──────── Given records
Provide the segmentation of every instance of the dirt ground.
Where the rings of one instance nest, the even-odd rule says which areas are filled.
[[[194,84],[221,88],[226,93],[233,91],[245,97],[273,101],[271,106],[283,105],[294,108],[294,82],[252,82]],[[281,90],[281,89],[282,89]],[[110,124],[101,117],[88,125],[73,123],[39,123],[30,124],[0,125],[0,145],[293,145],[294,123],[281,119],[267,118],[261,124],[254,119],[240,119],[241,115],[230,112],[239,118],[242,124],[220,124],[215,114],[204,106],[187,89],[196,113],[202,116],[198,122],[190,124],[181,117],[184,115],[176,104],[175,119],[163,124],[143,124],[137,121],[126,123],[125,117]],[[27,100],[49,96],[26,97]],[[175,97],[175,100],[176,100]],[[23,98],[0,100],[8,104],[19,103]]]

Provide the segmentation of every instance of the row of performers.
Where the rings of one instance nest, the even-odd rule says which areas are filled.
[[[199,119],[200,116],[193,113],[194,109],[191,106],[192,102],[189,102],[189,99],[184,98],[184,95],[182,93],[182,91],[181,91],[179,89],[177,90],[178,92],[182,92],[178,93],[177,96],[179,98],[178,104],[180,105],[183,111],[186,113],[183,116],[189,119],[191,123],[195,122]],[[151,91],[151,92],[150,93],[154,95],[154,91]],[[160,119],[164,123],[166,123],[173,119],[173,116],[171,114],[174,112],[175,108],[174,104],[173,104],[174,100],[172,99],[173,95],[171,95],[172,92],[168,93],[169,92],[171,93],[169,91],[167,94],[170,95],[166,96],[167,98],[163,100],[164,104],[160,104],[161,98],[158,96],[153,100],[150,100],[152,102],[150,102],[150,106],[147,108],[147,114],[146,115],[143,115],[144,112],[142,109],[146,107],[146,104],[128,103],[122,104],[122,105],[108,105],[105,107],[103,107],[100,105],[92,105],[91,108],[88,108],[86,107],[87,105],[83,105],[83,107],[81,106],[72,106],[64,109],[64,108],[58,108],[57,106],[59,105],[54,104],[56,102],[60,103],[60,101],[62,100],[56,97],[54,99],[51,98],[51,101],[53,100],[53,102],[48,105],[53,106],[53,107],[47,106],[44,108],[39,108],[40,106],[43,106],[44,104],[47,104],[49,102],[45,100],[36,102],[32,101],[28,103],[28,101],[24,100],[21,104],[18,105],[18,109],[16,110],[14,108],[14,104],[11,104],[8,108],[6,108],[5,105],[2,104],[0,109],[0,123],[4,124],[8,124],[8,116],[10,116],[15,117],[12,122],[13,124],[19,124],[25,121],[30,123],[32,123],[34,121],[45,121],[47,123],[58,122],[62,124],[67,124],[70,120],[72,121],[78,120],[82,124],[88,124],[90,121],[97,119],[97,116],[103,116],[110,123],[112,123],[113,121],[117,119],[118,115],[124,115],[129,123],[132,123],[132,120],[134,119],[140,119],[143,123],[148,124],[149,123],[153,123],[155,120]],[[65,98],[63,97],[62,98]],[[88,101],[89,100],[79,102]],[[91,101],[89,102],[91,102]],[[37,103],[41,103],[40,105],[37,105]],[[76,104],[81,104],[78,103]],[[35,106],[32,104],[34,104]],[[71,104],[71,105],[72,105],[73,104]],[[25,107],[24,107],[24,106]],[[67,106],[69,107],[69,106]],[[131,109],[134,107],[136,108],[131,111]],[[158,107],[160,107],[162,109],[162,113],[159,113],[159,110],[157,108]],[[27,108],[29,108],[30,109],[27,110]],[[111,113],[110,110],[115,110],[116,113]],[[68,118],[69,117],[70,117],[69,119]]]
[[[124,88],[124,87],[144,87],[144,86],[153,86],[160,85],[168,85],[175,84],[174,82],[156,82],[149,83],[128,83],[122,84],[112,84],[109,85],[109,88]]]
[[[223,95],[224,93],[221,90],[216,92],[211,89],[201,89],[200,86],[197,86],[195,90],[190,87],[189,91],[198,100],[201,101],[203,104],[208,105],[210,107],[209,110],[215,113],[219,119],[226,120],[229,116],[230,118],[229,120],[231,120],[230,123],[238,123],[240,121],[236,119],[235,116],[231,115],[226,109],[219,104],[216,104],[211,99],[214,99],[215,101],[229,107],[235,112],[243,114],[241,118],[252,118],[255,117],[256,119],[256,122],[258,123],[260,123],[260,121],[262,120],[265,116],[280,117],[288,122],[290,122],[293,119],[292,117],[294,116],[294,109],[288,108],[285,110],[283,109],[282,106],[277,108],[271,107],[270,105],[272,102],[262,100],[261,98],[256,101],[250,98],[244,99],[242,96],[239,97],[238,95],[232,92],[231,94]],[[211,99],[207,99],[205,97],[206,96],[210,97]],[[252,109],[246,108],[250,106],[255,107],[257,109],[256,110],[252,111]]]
────────────────
What is expected: Pick out each line of the material above that contains the word "every", and copy those lines.

Solved exercise:
Provide the segmentation of every instance of the dirt ground.
Provide the segmentation of every instance of the row of performers.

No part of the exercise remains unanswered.